Portrait par Didier Roth-Bettoni
Sylvie Joly
Une idole qui aime ses fans… C’est du Joly !

À peine remise de la "der des ders" de "Je suis votre idole" à l'Olympia en juin, Sylvie Joly remonte sur scène pour un tout nouveau spectacle au théâtre des Mathurins composé pour moitié de chansons et de sketches : "Fans je vous aime". De l'inédit au programme...
Sylvie Joly telle qu'en elle-même. Chez elle, bel appartement d'un beau quartier parisien. La porte s'ouvre, la voilà, longue robe noire sans manches, chapeau noir (griffé) enfoncé sur la tête, larges lunettes orange. Et le sourire Sylvie Joly, ce sourire qui n'appartient qu'à elle, à la fois chaleureux et crispé, toutes dents dehors. Pas le temps de dire un mot qu'elle a déjà commandé un café à la femme de ménage : en anglais, avec un accent qui la fait elle-même éclater de rire. C'est parti : le show Joly a commencé. Car ce qui frappe - et dont on se doutait un peu à voir ses spectacles -, c'est que ce qui est drôle d'abord chez Sylvie Joly c'est... Sylvie Joly. Lapalissade ? Pas vraiment, car là où tant de comiques doivent en faire des tonnes et forcer le trait pour amuser la galerie, Sylvie Joly n'a qu'à paraître pour que ça marche. La preuve ? Elle en a même fait un spectacle : La Si Jolie Vie de Sylvie Joly, largement autobiographique, où elle racontait ses débuts d'avocate, ses premiers pas sur scène, ses ratages... C'est ce qu'on appelle une nature. Et la sienne, vue de près comme vue de la salle, est irrésistible. Alors bien sûr, Catherine, la grosse Touchard, la folle sexuelle, la lionne, la Madame Fox-Terrier du Miraculé de Jean-Pierre Mocky... tous ces personnages qui l'accompagnent sur scène depuis tant d'années, on les adore mais ce qu'on adore surtout, c'est la façon dont Sylvie Joly déboule sur scène ou cet art consommé avec lequel d'une mimique, d'un accent mis ici plutôt que là... l'humoriste donne vie à ses créatures qu'elle fait exister pour nous tout en restant elle-même. Pour ça, il faut un sacré talent. "C'est de l'instinct, dit-elle, ce qui est important c'est la sincérité pour saisir les petits riens qui font la différence entre les personnages."

+ + + + +

* Consigne: Le portrait de Sylvie Joly affirme que ce qui est drôle chez elle, c'est Sylvie Joly, puis juge que ce n'est « pas vraiment » une lapalissade. Expliquez pourquoi, d'après le texte.

* Lignes de données:

+ + + + +

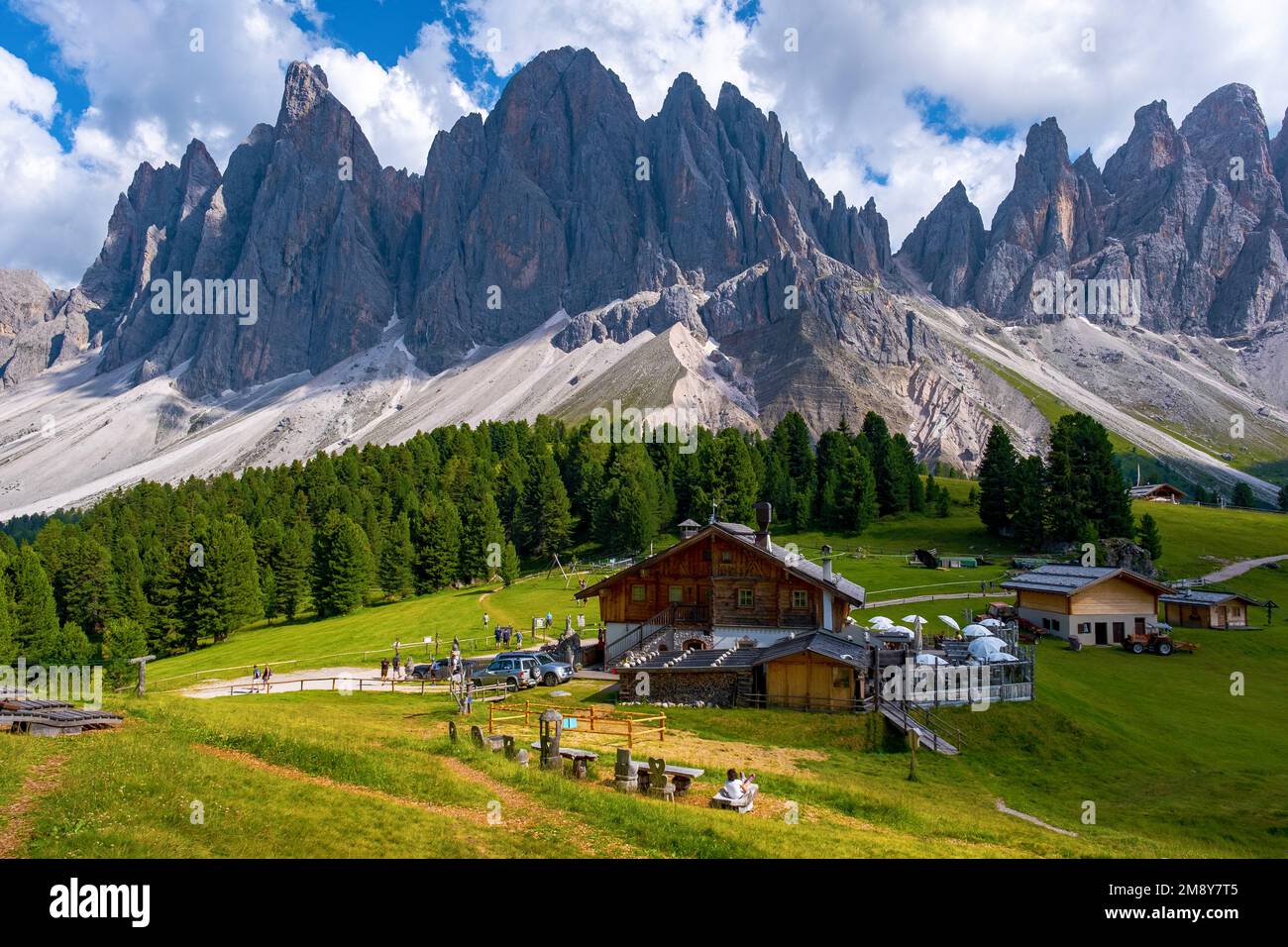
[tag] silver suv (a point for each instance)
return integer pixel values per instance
(550, 672)
(514, 672)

+ + + + +

* Corrigé: Ce n'est pas une lapalissade parce que, là où tant de comiques doivent en faire des tonnes et forcer le trait pour amuser la galerie, Sylvie Joly n'a qu'à paraître pour que ça marche. Pour preuve, elle en a même fait un spectacle largement autobiographique, La Si Jolie Vie de Sylvie Joly.